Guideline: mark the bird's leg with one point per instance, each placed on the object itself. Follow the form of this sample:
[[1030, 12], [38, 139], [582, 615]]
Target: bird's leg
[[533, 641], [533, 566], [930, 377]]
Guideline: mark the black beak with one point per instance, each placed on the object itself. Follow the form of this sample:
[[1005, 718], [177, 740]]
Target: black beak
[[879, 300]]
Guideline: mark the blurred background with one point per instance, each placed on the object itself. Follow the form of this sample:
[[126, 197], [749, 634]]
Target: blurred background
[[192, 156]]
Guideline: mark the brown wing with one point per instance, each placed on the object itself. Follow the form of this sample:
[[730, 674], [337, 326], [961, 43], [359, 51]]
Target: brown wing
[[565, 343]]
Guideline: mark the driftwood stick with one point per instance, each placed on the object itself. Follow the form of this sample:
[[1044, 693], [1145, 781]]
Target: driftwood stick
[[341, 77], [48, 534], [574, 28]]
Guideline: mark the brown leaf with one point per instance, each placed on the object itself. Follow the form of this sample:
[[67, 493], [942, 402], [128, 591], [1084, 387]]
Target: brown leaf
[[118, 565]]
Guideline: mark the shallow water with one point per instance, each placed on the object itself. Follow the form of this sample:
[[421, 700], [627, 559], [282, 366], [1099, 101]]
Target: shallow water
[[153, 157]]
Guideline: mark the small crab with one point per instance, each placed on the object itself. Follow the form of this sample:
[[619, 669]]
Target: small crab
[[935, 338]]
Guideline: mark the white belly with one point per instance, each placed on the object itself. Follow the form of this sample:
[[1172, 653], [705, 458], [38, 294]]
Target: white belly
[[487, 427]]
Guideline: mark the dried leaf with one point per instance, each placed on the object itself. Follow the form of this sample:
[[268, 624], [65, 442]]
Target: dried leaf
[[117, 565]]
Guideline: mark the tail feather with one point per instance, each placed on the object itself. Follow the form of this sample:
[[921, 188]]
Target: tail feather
────────
Copy the listing above again, replacing each occurrence of "Target" with "Label" and changing nothing else.

Guideline: mark the bird's leg with one point per instance, each placed on the object itself. Follow the form of this sample:
[[1030, 12], [38, 139], [582, 615]]
Label: bird's leg
[[533, 641], [533, 566], [930, 377]]
Guideline: mark the black beak with one point per instance, each placed on the object itself. Follow the form of this sample:
[[1005, 718], [177, 740]]
Label: black beak
[[879, 300]]
Guideline: mark the blurred background with one point per instance, each placed on the object itself. Follow the form of this sample:
[[126, 197], [749, 634]]
Label: blurred background
[[192, 156]]
Guideline: mark the brown wing with one point per instance, each placed on the object itself. Follow the form of this sample:
[[730, 674], [337, 326], [961, 43], [359, 51]]
Label: brown wing
[[565, 343]]
Guideline: mark the driftwood stick with one point per instance, each placed on the object itself. Follow the form of this sample:
[[1044, 693], [1145, 781]]
Label: driftwood stick
[[341, 77], [48, 534], [574, 28]]
Guideline: mark the brown leaf with one point per instance, each placed on the object itself. Follow the form of this sample:
[[67, 493], [942, 402], [128, 591], [1084, 387]]
Label: brown leaf
[[118, 565]]
Guideline: mark the shallow water with one point per instance, each placed on the object itself. Follow the form of this sample:
[[421, 700], [627, 559], [282, 366], [1099, 101]]
Label: shallow water
[[153, 157]]
Guideline: mark the small crab with one point per instance, each placed on the object itself. Follow the form of this sample:
[[619, 669]]
Label: small crab
[[935, 338]]
Guideline: mark the white belly with one point per instance, each placed on the object itself. Follow the form of this sample:
[[1172, 653], [705, 458], [38, 294]]
Label: white belly
[[487, 427]]
Guideline: mark the dried leaf with one point per instance, each placed on the object itself. Follow the form of this sample:
[[268, 624], [65, 442]]
Label: dried leaf
[[117, 565]]
Guideline: mark the tail feather with one point per instance, each placed on the object itself. Follow the form of this sample:
[[921, 188]]
Label: tail feather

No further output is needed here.